Items stored from a collection
· · · ·

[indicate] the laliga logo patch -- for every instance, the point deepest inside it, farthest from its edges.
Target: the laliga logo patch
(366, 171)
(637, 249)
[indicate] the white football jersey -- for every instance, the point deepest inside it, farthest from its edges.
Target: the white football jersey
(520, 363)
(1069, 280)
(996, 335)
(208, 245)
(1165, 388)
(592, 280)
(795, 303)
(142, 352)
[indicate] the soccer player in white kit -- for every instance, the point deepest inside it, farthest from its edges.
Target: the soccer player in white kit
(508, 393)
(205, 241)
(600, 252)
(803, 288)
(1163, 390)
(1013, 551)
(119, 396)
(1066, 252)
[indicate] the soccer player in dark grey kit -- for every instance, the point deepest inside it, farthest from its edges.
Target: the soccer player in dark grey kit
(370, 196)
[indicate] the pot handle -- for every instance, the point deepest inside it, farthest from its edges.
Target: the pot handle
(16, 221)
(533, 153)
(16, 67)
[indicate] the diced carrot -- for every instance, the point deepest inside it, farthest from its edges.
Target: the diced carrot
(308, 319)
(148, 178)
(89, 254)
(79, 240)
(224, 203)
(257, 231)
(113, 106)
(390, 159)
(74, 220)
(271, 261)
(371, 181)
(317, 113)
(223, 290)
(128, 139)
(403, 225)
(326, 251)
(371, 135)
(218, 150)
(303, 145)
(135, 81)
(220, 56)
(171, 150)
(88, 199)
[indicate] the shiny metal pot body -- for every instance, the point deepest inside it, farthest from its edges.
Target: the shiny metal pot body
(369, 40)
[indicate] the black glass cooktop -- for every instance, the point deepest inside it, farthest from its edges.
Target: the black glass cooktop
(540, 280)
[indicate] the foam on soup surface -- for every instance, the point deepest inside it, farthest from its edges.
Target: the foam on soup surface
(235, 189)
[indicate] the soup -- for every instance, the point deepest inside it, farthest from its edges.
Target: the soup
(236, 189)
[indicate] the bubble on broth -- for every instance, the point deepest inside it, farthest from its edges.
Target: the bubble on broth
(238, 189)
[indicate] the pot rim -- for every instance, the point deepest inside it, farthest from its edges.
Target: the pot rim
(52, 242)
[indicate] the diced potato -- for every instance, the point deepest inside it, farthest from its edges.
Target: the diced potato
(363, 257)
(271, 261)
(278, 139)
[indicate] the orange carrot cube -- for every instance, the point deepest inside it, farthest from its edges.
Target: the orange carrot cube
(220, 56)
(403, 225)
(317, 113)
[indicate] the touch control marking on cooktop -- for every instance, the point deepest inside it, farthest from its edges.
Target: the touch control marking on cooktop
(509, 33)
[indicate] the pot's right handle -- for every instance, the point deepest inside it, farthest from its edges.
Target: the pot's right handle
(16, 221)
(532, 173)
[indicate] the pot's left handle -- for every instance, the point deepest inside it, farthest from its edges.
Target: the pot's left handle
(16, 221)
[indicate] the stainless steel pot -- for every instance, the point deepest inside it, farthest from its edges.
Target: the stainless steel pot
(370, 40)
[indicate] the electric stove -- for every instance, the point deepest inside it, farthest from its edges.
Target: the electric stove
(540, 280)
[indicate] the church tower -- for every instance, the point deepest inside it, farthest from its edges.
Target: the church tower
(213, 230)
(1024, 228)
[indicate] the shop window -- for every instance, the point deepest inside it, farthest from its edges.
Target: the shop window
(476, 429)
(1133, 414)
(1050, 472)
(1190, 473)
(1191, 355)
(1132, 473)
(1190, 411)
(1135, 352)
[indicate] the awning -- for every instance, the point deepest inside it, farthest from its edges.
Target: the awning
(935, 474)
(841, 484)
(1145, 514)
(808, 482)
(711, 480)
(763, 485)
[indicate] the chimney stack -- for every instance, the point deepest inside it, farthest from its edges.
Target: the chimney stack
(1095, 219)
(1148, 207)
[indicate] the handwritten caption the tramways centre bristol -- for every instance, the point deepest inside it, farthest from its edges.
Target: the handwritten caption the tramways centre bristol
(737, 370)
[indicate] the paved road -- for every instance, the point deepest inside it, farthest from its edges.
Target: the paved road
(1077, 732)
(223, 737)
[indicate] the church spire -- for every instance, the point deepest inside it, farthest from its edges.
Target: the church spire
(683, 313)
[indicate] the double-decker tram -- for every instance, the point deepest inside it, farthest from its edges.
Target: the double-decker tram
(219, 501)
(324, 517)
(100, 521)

· · · ·

Task goal —
Recast every line of the listing above as a JSON list of strings, one string per line, and leave out any blank lines.

Written answer —
[
  "[indicate] the laliga logo patch -- for every instance, the point deepest inside it, farthest from its edges.",
  "Target: the laliga logo patch",
  "(366, 171)",
  "(637, 249)",
  "[indicate] the white football jersey -- for every instance, the point deepest inside it, farthest from its edges.",
  "Target: the white football jersey",
  "(520, 363)",
  "(1069, 280)",
  "(996, 335)",
  "(208, 245)",
  "(1165, 388)",
  "(592, 280)",
  "(795, 303)",
  "(142, 352)",
  "[indicate] the soccer player in white kit -- for every instance, the point deepest inside it, farthest from its edges.",
  "Target: the soccer player in white kit",
  "(508, 393)",
  "(205, 241)",
  "(600, 252)",
  "(803, 288)",
  "(1163, 390)",
  "(1013, 551)",
  "(119, 396)",
  "(1066, 252)",
  "[indicate] the soccer player in dark grey kit -- for every instance, the point deepest inside it, farthest from its edges.",
  "Target: the soccer player in dark grey kit",
  "(370, 196)",
  "[indicate] the pot handle -- for every instance, the point deepest inside it, farthest from its edges.",
  "Target: the pot handle",
  "(16, 221)",
  "(533, 153)",
  "(16, 67)",
  "[indicate] the diced carrot -- for every instance, the point deepest inside it, farthest from its edges.",
  "Target: the diced carrot",
  "(308, 319)",
  "(148, 178)",
  "(89, 254)",
  "(79, 240)",
  "(224, 203)",
  "(257, 231)",
  "(113, 106)",
  "(390, 159)",
  "(74, 220)",
  "(271, 261)",
  "(371, 181)",
  "(317, 113)",
  "(223, 290)",
  "(128, 139)",
  "(403, 225)",
  "(326, 251)",
  "(371, 135)",
  "(218, 150)",
  "(303, 145)",
  "(135, 81)",
  "(220, 56)",
  "(171, 150)",
  "(88, 199)",
  "[indicate] the shiny metal pot body -- for every instance, the point deepest inside it, farthest from its edges.",
  "Target: the shiny metal pot body",
  "(369, 40)",
  "[indicate] the black glass cooktop -- for every instance, the point deepest inside it, farthest from its edges.",
  "Target: the black glass cooktop",
  "(540, 280)",
  "[indicate] the foam on soup surface -- for every instance, the point deepest inside it, farthest from its edges.",
  "Target: the foam on soup surface",
  "(235, 189)",
  "[indicate] the soup -- for every instance, the point deepest inside it, farthest from its edges.",
  "Target: the soup",
  "(236, 189)",
  "[indicate] the bubble on broth -- for every instance, the point deepest inside it, farthest from its edges.",
  "Target: the bubble on broth",
  "(238, 189)",
  "[indicate] the pot rim -- for every instance, the point deepest inside it, farthest from its edges.",
  "Target: the pot rim",
  "(52, 242)",
  "[indicate] the diced potato -- for every instance, the point deepest inside it, farthest from its edges.",
  "Target: the diced potato",
  "(363, 257)",
  "(271, 261)",
  "(278, 139)",
  "[indicate] the orange carrot cube -- for every instance, the point deepest inside it, farthest from its edges.",
  "Target: the orange carrot cube",
  "(220, 56)",
  "(403, 225)",
  "(317, 113)",
  "[indicate] the touch control marking on cooktop -- for every instance, the point deepest inside it, farthest from its edges.",
  "Target: the touch control marking on cooktop",
  "(509, 33)",
  "[indicate] the pot's right handle -- for every instance, the point deepest inside it, farthest from its edges.",
  "Target: the pot's right handle",
  "(16, 221)",
  "(532, 173)",
  "[indicate] the pot's left handle -- for every instance, the point deepest inside it, farthest from its edges.",
  "Target: the pot's left handle",
  "(16, 221)",
  "[indicate] the stainless steel pot -- for every instance, the point deepest inside it, farthest from its edges.",
  "Target: the stainless steel pot",
  "(370, 40)",
  "[indicate] the electric stove -- for every instance, the point deepest inside it, farthest from its edges.",
  "Target: the electric stove",
  "(540, 280)",
  "[indicate] the church tower -- for every instance, the point deepest inside it, farthest from its edges.",
  "Target: the church tower",
  "(213, 230)",
  "(1024, 228)",
  "[indicate] the shop window -- for every instance, the point deepest inside it, farthest from its edges.",
  "Target: the shop window",
  "(476, 429)",
  "(1133, 414)",
  "(1050, 472)",
  "(1190, 473)",
  "(1191, 355)",
  "(1132, 473)",
  "(1190, 411)",
  "(1135, 352)",
  "[indicate] the awning -- for every instance, the point deepest inside it, farthest from its edges.",
  "Target: the awning",
  "(935, 474)",
  "(841, 484)",
  "(1145, 514)",
  "(808, 482)",
  "(711, 480)",
  "(763, 485)",
  "[indicate] the chimney stack -- for every instance, the point deepest inside it, farthest from its edges.",
  "Target: the chimney stack",
  "(1095, 219)",
  "(1148, 207)",
  "[indicate] the handwritten caption the tramways centre bristol -- for every instance, the point deepest inside it, farthest from its edges.",
  "Target: the handwritten caption the tramways centre bristol",
  "(737, 370)",
  "[indicate] the paved road -- for every instance, the point deepest inside it, farthest from its edges.",
  "Target: the paved road",
  "(1077, 732)",
  "(223, 737)",
  "[indicate] the church spire -- for every instance, the point deepest inside it, farthest from its edges.",
  "Target: the church spire",
  "(683, 313)",
  "[indicate] the double-decker tram -- for every instance, the point deepest inside it, farthest from its edges.",
  "Target: the double-decker tram",
  "(219, 501)",
  "(324, 517)",
  "(100, 521)"
]